Dataset entries:
=== Begin Enclosure ===
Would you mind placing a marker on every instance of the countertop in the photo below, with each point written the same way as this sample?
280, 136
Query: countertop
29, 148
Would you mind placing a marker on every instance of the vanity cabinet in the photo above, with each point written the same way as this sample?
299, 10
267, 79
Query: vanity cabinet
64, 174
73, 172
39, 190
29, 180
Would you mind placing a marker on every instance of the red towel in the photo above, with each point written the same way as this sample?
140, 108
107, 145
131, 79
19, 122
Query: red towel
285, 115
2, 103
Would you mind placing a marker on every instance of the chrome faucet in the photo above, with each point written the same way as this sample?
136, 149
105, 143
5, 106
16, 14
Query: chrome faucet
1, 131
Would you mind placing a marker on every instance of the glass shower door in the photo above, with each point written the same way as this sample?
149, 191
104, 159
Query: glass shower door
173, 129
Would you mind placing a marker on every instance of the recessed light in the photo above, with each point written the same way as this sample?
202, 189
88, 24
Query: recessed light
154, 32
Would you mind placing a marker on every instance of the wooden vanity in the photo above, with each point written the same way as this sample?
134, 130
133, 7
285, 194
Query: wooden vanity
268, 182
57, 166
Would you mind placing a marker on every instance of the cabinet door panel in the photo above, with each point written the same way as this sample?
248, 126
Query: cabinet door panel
=== End Enclosure ===
* **WHAT TO PRODUCE**: What is needed here is an exact copy of all the records above.

* **ANSWER BOX**:
Would you mind placing a marker on every instance of the countertop in the photo below, with each point written the same way as this sample?
280, 136
Query: countertop
29, 148
Would you mind placing a marker on every instance of the vanity cabinet in the photo above, with each point written the same way as this sample?
299, 10
267, 79
Query: vanity cabinet
64, 174
73, 172
39, 190
29, 180
Would you mind placing a marker on every instance of the red towel in the photo above, with each point written the same way as this sample?
140, 108
107, 145
131, 79
19, 122
Query: red towel
285, 115
2, 103
Would you mind placing a marker on every instance of the chrome faucet in the photo above, with each point written the same way as this sample?
136, 149
105, 143
5, 106
16, 14
Query: chrome faucet
1, 131
Would you mind placing a marker on every instance of the glass shower door in the photo above, with each point written the same way as this sample?
149, 191
104, 159
Query: glass shower door
173, 129
Would you mind placing a marker on every instance of the recessed light in the photo above, with each point written the same way as this sample?
202, 189
88, 24
Query: recessed light
154, 32
Would you mind placing a marker on every instance of the wooden vanity in the photo above, with each point written the same way as this sample?
134, 130
133, 7
285, 194
Query: wooden vanity
268, 182
57, 166
Would you mind placing a marker on every instance of the cabinet door panel in the photo above, with each point written the same way as this sample?
248, 126
Query: cabinet door panel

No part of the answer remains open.